INSTRUCTION: Can you turn every line of the records below into a JSON list of strings, one string per line, with blank lines left out?

EXERCISE INPUT:

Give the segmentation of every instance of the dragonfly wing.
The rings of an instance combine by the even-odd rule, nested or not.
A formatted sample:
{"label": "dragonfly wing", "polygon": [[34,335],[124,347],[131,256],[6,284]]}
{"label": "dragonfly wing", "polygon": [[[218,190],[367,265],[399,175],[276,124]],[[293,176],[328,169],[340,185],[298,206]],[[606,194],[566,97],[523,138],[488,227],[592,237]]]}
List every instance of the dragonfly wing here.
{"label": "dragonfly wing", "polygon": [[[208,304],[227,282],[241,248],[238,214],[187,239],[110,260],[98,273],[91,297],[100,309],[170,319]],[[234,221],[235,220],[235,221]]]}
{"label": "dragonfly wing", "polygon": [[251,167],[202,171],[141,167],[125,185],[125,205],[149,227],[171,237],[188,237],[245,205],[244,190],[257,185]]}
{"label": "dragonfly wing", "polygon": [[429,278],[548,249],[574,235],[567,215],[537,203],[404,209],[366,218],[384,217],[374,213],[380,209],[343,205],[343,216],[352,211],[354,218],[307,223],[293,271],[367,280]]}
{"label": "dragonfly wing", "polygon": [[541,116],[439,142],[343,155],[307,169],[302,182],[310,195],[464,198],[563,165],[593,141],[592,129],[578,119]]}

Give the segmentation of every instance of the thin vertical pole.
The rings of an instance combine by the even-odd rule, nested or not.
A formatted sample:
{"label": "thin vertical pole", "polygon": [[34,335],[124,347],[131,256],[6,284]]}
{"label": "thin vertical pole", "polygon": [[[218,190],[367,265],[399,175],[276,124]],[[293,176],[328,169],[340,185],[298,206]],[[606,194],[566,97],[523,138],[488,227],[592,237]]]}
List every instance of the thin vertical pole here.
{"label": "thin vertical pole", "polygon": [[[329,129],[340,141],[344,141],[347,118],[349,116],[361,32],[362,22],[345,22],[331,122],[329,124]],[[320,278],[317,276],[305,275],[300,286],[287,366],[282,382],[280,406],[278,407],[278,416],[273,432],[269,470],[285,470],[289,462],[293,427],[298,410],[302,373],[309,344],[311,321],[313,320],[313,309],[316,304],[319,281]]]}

ANSWER TO THIS TASK:
[
  "Give the segmentation of every instance of the dragonfly wing.",
  "The rings of an instance combine by the even-odd rule, nested or not.",
  "A formatted sample:",
  "{\"label\": \"dragonfly wing\", \"polygon\": [[34,335],[124,347],[131,256],[6,284]]}",
  "{\"label\": \"dragonfly wing\", \"polygon\": [[[218,190],[367,265],[399,175],[276,124]],[[293,176],[328,169],[340,185],[298,206]],[[606,194],[566,97],[523,138],[488,227],[592,237]]]}",
  "List every instance of the dragonfly wing here.",
  "{\"label\": \"dragonfly wing\", \"polygon\": [[[208,304],[227,282],[241,248],[238,214],[187,239],[110,260],[98,273],[91,297],[100,309],[170,319]],[[234,221],[235,220],[235,221]]]}",
  "{\"label\": \"dragonfly wing\", \"polygon\": [[251,167],[202,171],[141,167],[125,185],[125,205],[149,227],[171,237],[188,237],[245,205],[244,190],[257,185]]}",
  "{\"label\": \"dragonfly wing\", \"polygon\": [[429,278],[548,249],[574,235],[567,215],[537,203],[404,209],[366,218],[384,217],[374,213],[380,209],[343,205],[343,216],[352,211],[354,218],[307,223],[293,271],[367,280]]}",
  "{\"label\": \"dragonfly wing\", \"polygon\": [[541,116],[439,142],[343,155],[307,169],[302,182],[310,195],[464,198],[563,165],[593,141],[592,129],[578,119]]}",
  "Give the segmentation of every instance of the thin vertical pole.",
  "The rings of an instance combine by the even-odd rule, nested or not.",
  "A formatted sample:",
  "{\"label\": \"thin vertical pole\", \"polygon\": [[34,335],[124,347],[131,256],[6,284]]}",
  "{\"label\": \"thin vertical pole\", \"polygon\": [[[218,190],[367,265],[399,175],[276,124]],[[293,176],[328,169],[340,185],[298,206]],[[606,194],[566,97],[523,138],[488,227],[592,237]]]}",
  "List every instance of the thin vertical pole here.",
  "{\"label\": \"thin vertical pole\", \"polygon\": [[[329,129],[340,141],[344,141],[347,118],[349,116],[361,32],[362,22],[345,22],[331,122],[329,124]],[[320,278],[317,276],[305,275],[300,286],[287,366],[282,382],[280,406],[278,407],[278,416],[273,432],[269,470],[285,470],[289,462],[293,427],[298,410],[302,373],[309,344],[311,321],[313,320],[313,309],[316,304],[319,281]]]}"
]